Texte à lire -
Néanmoins, les revendications exprimées sont diverses. Certains policiers affichent très clairement le souhait de voir révisées les conditions auxquelles la loi limite la légitime défense. Selon eux, les dispositions actuelles, trop restrictives, ne leur permettent plus de se défendre convenablement en cas de danger imminent. Pour d’autres, c’est davantage le «laxisme judiciaire» qui est en cause. Arguant que les délinquants seraient relâchés sitôt arrêtés, certains réclament la restauration des peines planchers.
Bernard Cazeneuve, ministre de l’Intérieur, a ainsi demandé à ce que soient organisées des réunions de concertation à l’échelle des différents départements, afin de recueillir les revendications des policiers sur le terrain et de les faire remonter de la manière la plus efficace. «Vous demandez des moyens, nous vous les donnons. Vous demandez du soutien, il vous est acquis», a-t-il déclaré.
Le dialogue piétine alors que la mobilisation essaime partout en France
Malgré les signaux du gouvernement, la mobilisation des policiers, loin de se cantonner à la capitale, semble avoir pris une réelle ampleur jusqu’en province. Lundi 24 octobre dernier, on dénombrait encore 300 membres des forces de l’ordre à Toulouse. Le même soir, ils étaient tout aussi nombreux à Béthune, dans le Pas-de-Calais.

Données fournies -

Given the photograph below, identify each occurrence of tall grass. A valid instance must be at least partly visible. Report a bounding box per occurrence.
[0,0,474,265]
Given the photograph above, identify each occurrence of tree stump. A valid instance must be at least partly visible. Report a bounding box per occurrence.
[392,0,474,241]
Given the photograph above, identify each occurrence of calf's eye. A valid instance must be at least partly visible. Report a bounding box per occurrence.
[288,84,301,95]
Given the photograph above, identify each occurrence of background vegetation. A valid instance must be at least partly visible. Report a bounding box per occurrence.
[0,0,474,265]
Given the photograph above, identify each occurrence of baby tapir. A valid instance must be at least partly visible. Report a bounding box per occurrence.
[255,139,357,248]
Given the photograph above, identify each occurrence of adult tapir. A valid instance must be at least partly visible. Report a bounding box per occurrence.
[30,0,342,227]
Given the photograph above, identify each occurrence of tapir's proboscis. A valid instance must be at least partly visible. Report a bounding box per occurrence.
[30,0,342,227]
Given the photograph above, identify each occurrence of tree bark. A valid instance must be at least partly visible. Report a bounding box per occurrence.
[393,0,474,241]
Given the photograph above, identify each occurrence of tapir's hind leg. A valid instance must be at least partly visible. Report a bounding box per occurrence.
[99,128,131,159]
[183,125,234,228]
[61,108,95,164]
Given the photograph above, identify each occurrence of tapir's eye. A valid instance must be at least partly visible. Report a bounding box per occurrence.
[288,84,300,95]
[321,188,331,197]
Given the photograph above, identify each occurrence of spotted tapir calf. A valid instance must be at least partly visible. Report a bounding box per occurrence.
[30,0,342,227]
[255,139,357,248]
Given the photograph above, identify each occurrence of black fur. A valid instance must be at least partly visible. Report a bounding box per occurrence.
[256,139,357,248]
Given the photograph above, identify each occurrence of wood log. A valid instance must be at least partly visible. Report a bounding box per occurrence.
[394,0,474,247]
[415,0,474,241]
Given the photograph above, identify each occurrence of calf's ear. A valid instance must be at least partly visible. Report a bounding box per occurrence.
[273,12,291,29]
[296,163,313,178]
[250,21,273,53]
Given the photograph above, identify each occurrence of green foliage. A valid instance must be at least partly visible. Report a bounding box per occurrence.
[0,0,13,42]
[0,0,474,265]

---

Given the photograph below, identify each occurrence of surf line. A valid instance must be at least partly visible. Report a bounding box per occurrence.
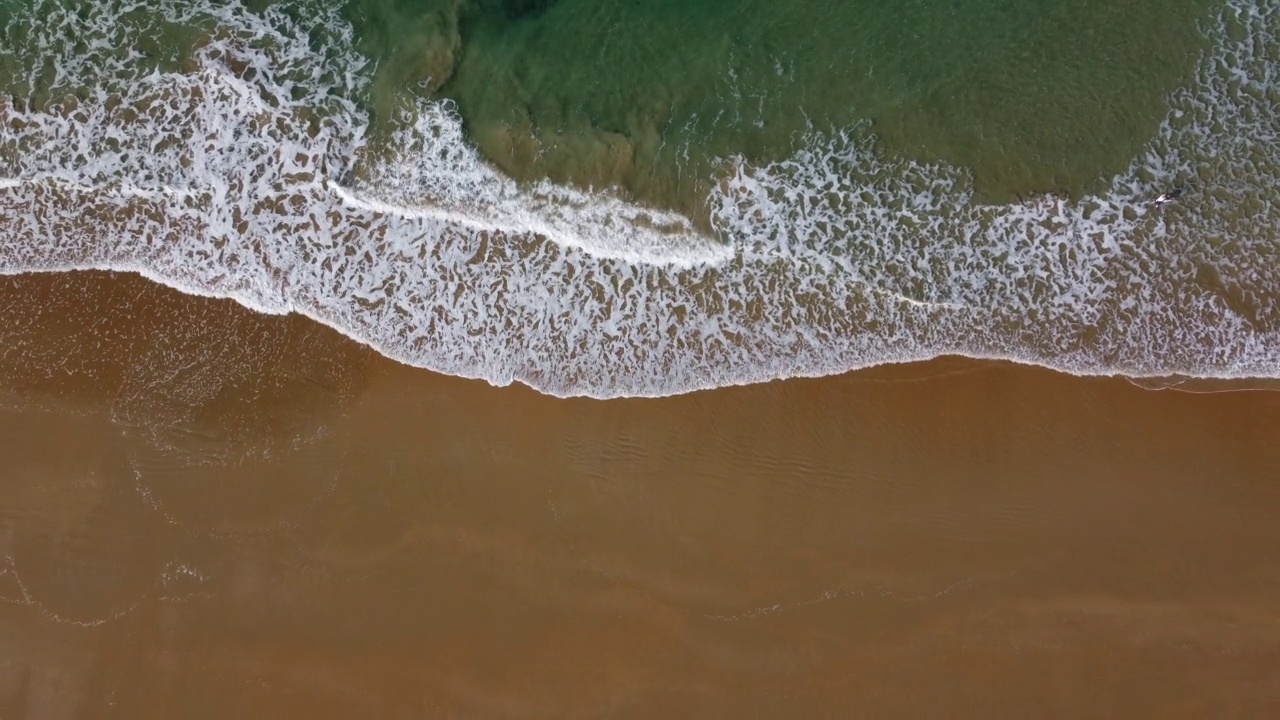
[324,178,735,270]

Exercices à faire -
a) Répondez à ces questions sur le texte sur la mobilisation des policiers :
(i) Que souhaitent voir révisé certains policiers ?
(ii) Quel genre de réunions Bernard Cazeneuve a-t-il demandé d'organiser ?
(iii) Combien de membres des forces de l'ordre comptait-on à Toulouse le lundi 24 octobre ?
b) Traduisez en anglais cette phrase du texte sur la mobilisation des policiers : « Lundi 24 octobre dernier, on dénombrait encore 300 membres des forces de l’ordre à Toulouse. »
c) Reprenez le texte sur la mobilisation des policiers à la suite de sa dernière phrase.

Réponses par exercice -
a)
(i) Les conditions auxquelles la loi limite la légitime défense.
(ii) Des réunions de concertation à l'échelle des différents départements.
(iii) 300.

b) On Monday, October 24, there were still 300 members of law enforcement counted in Toulouse.

c)
A chacun de ces rassemblements, ce sont plusieurs centaines de fonctionnaires de police qui défilent, la plupart du temps à visage couvert afin d’éviter d’éventuelles sanctions de leur hiérarchie. En effet, une lettre de Jean-Marc Falcone, directeur général de la police nationale, dénonçait, dès le lendemain du premier rassemblement parisien, des «comportements inadmissibles [qui] fragilisent la police nationale et fragilisent aussi chaque policier».
La réponse de la direction générale de la police nationale a été reçue avec perplexité par les syndicats, qui l’ont jugée «maladroite». Chez les policiers, la réaction semble avoir été bien plus vive, entre indignation et colère. Dans leurs témoignages, ceux-ci affirment en outre se sentir «lâchés» par leur ministère de tutelle et leur direction.
Ce climat de tension entre les policiers et leur hiérarchie est bien palpable. A chaque rassemblement, les manifestants ne manquent d’ailleurs pas de demander la démission de Jean-Marc Falcone. Celle du ministre de l’Intérieur, Bernard Cazeneuve, a également été réclamée à plusieurs reprises.
Une mobilisation qui semble échapper aux syndicats
Si les manifestants se réunissent parfois à l’appel d’organisations syndicales, la plupart des rassemblements de ces derniers jours ont eu lieu de manière spontanée. Les informations circulent ainsi sur Twitter ou par SMS, efficacement relayées de commissariats en commissariats.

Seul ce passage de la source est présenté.